>> Start MATERIALS PROVIDED
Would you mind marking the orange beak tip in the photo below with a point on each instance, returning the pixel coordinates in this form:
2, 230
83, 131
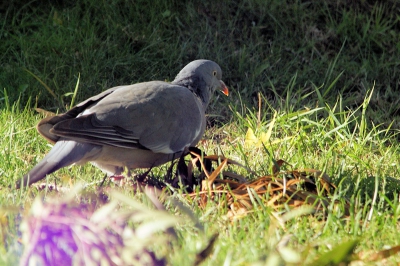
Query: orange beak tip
224, 89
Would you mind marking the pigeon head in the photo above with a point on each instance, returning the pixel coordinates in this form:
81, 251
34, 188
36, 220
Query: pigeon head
202, 77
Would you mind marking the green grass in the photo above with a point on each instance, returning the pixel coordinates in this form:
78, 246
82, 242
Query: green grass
326, 73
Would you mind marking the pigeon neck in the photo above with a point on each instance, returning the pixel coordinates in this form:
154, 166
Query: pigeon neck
197, 87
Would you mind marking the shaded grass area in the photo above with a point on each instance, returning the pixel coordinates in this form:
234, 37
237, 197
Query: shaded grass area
260, 45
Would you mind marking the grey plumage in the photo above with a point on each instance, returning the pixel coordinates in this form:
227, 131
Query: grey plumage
134, 126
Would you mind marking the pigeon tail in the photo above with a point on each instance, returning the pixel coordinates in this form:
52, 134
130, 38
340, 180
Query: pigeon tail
63, 153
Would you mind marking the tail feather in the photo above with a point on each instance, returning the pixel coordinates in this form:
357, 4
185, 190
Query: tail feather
63, 153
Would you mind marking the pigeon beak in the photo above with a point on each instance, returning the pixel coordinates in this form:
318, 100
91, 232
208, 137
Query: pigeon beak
224, 88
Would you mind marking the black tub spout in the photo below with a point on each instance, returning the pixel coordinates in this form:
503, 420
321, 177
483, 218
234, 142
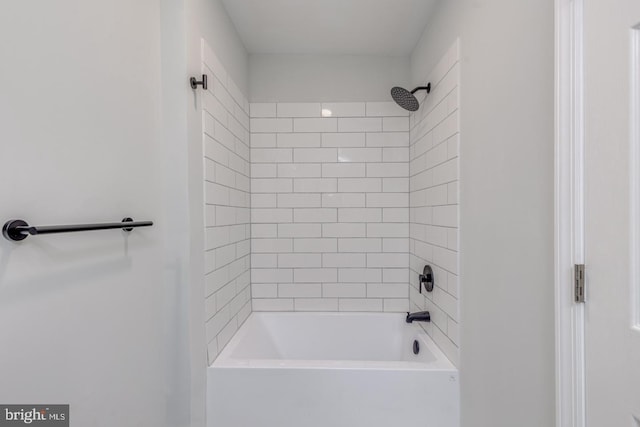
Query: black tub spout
420, 316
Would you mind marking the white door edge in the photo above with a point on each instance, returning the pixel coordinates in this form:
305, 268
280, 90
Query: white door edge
569, 213
634, 185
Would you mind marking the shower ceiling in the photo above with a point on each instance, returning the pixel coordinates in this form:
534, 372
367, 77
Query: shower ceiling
348, 27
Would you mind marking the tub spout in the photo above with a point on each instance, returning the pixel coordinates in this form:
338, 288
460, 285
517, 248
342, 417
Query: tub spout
421, 316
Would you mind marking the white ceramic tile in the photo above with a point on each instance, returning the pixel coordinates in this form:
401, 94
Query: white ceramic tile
315, 155
344, 260
344, 139
395, 139
344, 230
271, 125
325, 185
298, 109
306, 140
359, 155
299, 230
343, 200
290, 170
315, 245
343, 109
315, 125
348, 304
360, 245
278, 304
344, 290
360, 215
298, 200
294, 260
343, 170
385, 109
316, 304
360, 185
361, 125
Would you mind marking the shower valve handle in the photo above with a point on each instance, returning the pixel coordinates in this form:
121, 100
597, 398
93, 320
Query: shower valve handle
427, 278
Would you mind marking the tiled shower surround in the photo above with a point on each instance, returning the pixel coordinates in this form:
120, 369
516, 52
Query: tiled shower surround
435, 140
227, 204
330, 207
343, 203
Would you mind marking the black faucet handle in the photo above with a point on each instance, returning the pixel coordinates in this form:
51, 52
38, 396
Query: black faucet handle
427, 278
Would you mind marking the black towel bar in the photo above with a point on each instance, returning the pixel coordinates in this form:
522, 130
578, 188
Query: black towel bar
17, 229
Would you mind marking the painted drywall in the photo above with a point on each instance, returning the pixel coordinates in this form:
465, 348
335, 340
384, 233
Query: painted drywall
97, 319
506, 204
208, 19
330, 207
325, 78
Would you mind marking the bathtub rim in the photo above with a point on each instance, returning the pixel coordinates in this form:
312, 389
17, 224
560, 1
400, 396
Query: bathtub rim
224, 359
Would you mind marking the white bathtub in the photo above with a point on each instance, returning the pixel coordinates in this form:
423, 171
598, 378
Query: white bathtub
331, 370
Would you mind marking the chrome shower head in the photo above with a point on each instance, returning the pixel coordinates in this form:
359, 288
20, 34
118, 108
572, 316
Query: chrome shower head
406, 99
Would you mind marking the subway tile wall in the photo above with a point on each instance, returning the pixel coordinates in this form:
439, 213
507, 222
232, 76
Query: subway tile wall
434, 202
330, 207
227, 187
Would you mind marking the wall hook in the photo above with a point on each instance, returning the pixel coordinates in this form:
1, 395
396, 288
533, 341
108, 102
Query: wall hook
195, 83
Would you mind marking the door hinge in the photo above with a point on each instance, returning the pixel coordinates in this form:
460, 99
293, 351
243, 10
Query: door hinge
578, 279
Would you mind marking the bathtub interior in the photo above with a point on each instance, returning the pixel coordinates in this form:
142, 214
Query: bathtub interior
367, 337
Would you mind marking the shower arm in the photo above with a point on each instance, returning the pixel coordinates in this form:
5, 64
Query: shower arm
427, 88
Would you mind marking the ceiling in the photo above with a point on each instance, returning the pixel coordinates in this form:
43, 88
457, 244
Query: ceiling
346, 27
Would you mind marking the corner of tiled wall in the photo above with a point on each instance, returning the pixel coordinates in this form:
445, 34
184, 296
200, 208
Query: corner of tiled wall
434, 224
330, 206
227, 187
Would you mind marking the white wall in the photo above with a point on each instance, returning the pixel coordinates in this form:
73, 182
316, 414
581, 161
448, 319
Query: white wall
506, 204
325, 78
330, 207
434, 171
97, 318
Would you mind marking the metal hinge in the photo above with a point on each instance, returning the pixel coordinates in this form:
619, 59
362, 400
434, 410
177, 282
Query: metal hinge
578, 279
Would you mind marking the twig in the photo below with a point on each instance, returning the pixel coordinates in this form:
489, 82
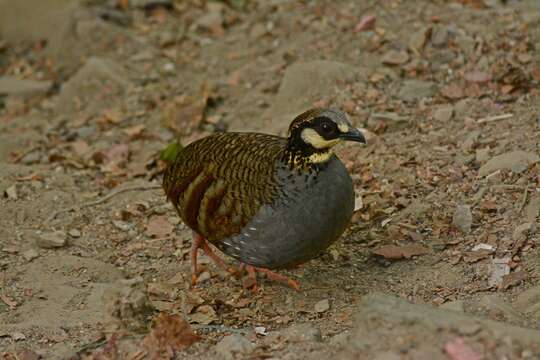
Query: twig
103, 199
23, 154
494, 118
524, 199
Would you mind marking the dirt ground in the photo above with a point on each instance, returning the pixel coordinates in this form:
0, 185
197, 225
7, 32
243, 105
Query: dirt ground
442, 260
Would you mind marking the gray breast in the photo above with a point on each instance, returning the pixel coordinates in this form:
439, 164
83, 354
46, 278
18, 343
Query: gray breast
311, 212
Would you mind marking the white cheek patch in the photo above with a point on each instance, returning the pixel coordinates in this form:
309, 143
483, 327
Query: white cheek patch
344, 128
312, 138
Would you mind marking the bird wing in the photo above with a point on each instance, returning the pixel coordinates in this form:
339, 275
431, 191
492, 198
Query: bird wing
218, 183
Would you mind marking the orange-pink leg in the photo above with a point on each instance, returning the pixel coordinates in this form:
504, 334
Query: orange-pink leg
252, 277
199, 242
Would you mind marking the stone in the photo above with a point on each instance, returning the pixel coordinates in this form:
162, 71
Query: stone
148, 4
322, 306
51, 240
444, 113
439, 36
414, 90
30, 254
482, 155
233, 346
516, 161
24, 88
528, 302
456, 305
500, 309
301, 332
462, 218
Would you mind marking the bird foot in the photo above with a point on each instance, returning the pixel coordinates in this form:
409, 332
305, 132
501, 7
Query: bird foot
200, 242
251, 280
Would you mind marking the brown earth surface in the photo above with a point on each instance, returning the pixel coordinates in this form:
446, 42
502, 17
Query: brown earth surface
442, 260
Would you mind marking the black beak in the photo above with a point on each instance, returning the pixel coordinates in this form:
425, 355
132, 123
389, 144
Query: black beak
353, 135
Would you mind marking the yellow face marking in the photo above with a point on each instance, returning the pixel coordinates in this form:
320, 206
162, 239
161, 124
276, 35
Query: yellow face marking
320, 157
312, 138
344, 128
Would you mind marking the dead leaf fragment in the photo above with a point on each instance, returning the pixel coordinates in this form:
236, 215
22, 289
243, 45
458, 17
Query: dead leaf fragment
159, 227
183, 114
366, 23
400, 252
170, 333
457, 349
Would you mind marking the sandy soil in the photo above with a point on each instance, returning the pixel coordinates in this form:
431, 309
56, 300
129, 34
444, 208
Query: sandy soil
448, 92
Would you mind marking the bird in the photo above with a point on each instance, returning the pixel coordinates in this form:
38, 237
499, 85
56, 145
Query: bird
268, 201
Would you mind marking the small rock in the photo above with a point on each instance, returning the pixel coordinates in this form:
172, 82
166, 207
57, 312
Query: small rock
24, 88
11, 192
302, 332
462, 218
234, 345
498, 269
444, 113
30, 254
456, 305
532, 210
439, 36
528, 302
498, 308
414, 90
482, 155
74, 233
322, 306
516, 161
148, 4
522, 230
470, 140
31, 158
51, 240
394, 57
122, 225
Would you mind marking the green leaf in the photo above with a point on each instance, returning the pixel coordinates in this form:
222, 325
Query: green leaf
171, 151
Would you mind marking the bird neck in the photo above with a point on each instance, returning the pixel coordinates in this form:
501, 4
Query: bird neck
304, 156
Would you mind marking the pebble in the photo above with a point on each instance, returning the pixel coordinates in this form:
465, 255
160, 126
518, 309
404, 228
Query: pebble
301, 333
497, 307
74, 233
122, 225
462, 218
51, 240
11, 192
516, 161
414, 90
528, 302
444, 113
30, 254
10, 85
234, 345
322, 306
31, 158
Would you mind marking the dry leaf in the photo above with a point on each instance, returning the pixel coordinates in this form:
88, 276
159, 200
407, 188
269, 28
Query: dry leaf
170, 334
159, 227
367, 23
183, 114
457, 349
400, 252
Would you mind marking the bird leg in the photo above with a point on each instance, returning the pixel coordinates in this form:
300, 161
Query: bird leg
199, 242
252, 277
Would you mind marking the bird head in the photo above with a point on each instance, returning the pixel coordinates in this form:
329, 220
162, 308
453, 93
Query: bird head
314, 133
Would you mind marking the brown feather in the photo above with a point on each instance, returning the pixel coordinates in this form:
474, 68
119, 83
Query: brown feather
218, 183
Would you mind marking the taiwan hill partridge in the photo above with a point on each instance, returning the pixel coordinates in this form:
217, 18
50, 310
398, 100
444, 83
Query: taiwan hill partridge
268, 201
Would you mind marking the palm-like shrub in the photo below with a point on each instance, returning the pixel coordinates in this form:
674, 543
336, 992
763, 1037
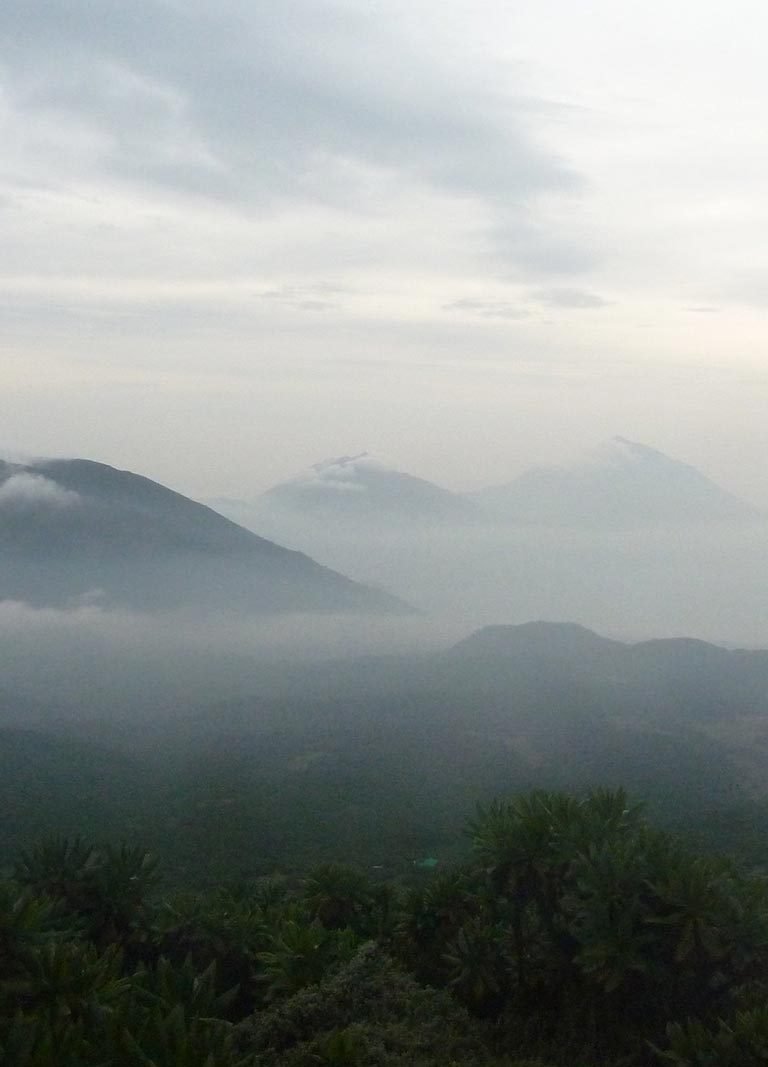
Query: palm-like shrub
106, 888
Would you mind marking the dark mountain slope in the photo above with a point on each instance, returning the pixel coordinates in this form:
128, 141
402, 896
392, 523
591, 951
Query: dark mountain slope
70, 528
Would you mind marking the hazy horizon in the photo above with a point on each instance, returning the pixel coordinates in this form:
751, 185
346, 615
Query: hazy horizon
467, 238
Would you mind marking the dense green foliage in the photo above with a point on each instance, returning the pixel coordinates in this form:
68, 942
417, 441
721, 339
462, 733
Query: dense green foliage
575, 935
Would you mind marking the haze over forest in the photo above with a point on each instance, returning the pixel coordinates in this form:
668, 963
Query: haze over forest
383, 396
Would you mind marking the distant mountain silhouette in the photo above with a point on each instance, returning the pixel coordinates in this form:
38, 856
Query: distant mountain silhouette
77, 528
620, 483
362, 488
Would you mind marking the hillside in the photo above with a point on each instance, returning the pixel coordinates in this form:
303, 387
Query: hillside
619, 483
76, 528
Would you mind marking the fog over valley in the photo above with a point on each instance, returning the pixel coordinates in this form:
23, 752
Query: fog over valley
383, 534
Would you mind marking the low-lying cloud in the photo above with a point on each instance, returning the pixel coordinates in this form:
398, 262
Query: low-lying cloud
25, 490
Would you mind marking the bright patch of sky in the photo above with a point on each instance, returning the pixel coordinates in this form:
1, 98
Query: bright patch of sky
243, 238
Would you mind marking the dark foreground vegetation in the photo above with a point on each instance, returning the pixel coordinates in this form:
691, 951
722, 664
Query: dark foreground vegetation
576, 935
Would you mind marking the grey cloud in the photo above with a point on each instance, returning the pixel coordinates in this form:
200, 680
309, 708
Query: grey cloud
579, 299
25, 490
488, 309
302, 99
308, 298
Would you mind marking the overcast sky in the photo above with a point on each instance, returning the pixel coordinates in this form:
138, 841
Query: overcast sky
241, 237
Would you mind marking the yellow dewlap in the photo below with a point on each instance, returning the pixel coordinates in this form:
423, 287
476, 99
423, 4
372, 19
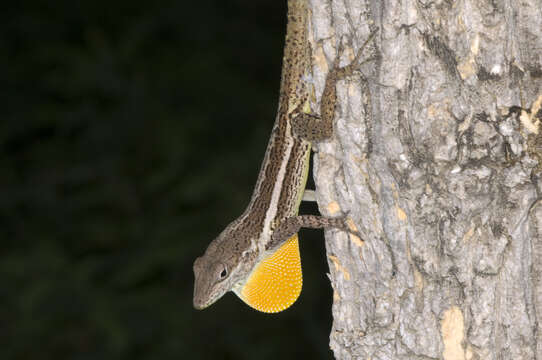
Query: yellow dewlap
276, 282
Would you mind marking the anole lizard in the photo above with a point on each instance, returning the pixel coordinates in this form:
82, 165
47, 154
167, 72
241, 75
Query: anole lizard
257, 255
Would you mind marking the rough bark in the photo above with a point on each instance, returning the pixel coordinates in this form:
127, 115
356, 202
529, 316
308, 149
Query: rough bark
436, 156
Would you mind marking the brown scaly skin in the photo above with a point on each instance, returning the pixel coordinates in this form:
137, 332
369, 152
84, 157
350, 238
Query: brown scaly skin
271, 216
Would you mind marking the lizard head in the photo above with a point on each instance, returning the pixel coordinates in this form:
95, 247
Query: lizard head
217, 271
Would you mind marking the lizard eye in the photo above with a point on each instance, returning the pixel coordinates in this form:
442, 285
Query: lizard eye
223, 273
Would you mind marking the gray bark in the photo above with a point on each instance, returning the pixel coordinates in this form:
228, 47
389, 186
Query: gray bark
436, 155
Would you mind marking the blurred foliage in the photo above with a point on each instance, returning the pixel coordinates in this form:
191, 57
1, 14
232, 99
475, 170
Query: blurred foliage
131, 133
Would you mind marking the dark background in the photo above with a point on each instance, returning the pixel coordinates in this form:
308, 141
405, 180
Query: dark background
131, 133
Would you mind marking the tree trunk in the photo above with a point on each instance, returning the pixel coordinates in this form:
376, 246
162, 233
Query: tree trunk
436, 157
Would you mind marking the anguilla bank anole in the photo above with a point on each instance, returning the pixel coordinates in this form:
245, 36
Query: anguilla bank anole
257, 255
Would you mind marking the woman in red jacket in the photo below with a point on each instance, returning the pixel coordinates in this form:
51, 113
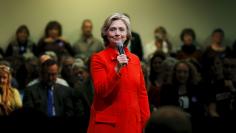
>> End MATERIALS PROVIDED
→ EXERCISE AIM
Starting at the line that contains "Would you mind marking the brown scaly" and continuing through the end of the records, rewrite every line with "lizard" replaced by "gecko" and nothing else altered. Leave the pictures out.

→ ANSWER FOR THIS EXERCISE
Would you mind marking the brown scaly skin in the photo above with a point on each instance, returning the pixel coordinates in this form:
137, 332
369, 152
84, 157
350, 238
Query: brown scaly skin
271, 216
Would you mind marking the gecko head in the photo above with a point on each instance, returning the pixel coordinates in this form:
95, 247
Query: gecko head
217, 271
Would you mind marking the gecko eye in the photo above with a point on each instance, returning the pixel coordinates in this form:
442, 285
Query: gecko eye
223, 273
Would you mind marking the gray bark in the photo above with a point on each instance, returning the pixel coordinates in this form:
228, 47
389, 186
Query: gray bark
436, 155
Would you mind marking the blurred foliage in the photo above with a point on each instance, returning the pixel coordinates in this form:
191, 57
1, 14
232, 99
475, 170
Query: blurred foliage
131, 133
Would you mind marking the dark background in the photo above with a point on each instance, returning the pixel coordinates in this form:
308, 141
405, 180
Query: dark background
131, 133
Would you mind marking the tree trunk in the photo above with a point on each instance, returning the pixel coordinates in this form:
376, 246
162, 233
Query: tree trunk
436, 157
Would you mind marking the anguilla bank anole in the photo above with a point on each instance, returning the pixel coordinates in this form:
245, 36
Query: anguilla bank anole
257, 255
Would you mind marking the woman in red jacket in the photo below with a point on each instance, returning the pixel coordinates in this form:
51, 113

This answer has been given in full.